The expected output is every entry that follows, reproduced exactly.

┌──

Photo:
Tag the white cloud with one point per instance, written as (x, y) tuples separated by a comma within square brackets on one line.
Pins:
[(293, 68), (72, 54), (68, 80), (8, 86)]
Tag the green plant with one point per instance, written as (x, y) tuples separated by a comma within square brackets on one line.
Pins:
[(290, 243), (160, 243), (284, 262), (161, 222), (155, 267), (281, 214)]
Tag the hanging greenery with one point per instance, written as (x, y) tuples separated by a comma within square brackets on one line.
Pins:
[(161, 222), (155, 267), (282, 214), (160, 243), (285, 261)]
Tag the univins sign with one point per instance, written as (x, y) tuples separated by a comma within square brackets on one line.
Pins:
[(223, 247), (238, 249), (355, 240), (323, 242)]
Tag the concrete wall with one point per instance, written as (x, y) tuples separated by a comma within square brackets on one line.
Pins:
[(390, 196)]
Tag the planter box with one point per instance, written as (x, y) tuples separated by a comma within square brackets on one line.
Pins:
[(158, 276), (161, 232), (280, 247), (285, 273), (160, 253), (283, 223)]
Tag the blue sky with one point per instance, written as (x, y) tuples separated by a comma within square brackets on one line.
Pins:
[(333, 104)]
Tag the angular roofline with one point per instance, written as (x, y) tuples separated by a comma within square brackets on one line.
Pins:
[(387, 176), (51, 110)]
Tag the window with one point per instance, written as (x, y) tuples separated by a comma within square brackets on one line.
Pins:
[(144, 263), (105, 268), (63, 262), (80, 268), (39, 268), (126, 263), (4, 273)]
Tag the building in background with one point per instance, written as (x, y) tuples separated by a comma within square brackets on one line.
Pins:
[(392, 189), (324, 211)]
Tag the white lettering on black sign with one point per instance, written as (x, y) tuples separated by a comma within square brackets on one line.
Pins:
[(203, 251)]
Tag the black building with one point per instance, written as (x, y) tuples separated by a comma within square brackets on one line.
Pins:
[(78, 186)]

└──

* _EXPECTED OUTPUT_:
Photo:
Tag the white cloud with one point per instance, written as (x, y) tuples separated by a comma within square brackets on one line.
Pins:
[(293, 68), (72, 54), (68, 80), (8, 86)]
Tag the green plant with one point per instance, written as (x, y) tuples separated by a comma within square brackets on one line.
Pins:
[(290, 243), (160, 243), (284, 262), (161, 222), (155, 267), (281, 214)]
Tag the hanging greenery with one point per instance, written as (x, y) tuples separated by a comma within square brackets on one line.
Pins:
[(161, 222), (155, 267), (282, 214), (160, 243), (285, 261)]
Tag the univins sign with one point per instance, written as (x, y) tuples separated by a comma within square brackets on one line.
Pins:
[(223, 247), (238, 249), (355, 240), (323, 242)]
Tag the concrete wall with one point per instance, written as (x, y) tuples separated by a comma within square brackets on one line.
Pins:
[(390, 196)]
Tag the planter box with one point per instance, written as (x, y) tuples separated by a comma within square brackets on one line.
Pins:
[(158, 276), (161, 232), (280, 247), (285, 273), (160, 253), (283, 223)]
Tag the blue sky with one point per instance, written as (x, y) tuples separated by a comma within square brackets on one line.
Pins:
[(333, 104)]
Tag the angular roofline with one point per instance, written as (x, y) tuples separated by a comma within square brackets on one line.
Pins:
[(387, 176), (51, 110)]
Tag the window with one point per instance, written as (x, y) tuples separated by a comma within square brackets on one line.
Pins:
[(144, 263), (105, 268), (63, 262), (80, 268), (39, 268), (126, 263), (4, 273)]
Tag the building in background with one point per instance, written as (x, y) tuples separated by a comma within square brackets on one line.
Pins:
[(392, 189), (324, 211)]
Tag the white lettering on black sign with one point per instance, written as (x, y) tuples separated by a comma within square brackets on one line.
Pins:
[(203, 251)]
Tag the black building with one point per instance, written as (x, y) tuples separated by a comma within square brackets on one line.
Pins:
[(78, 186)]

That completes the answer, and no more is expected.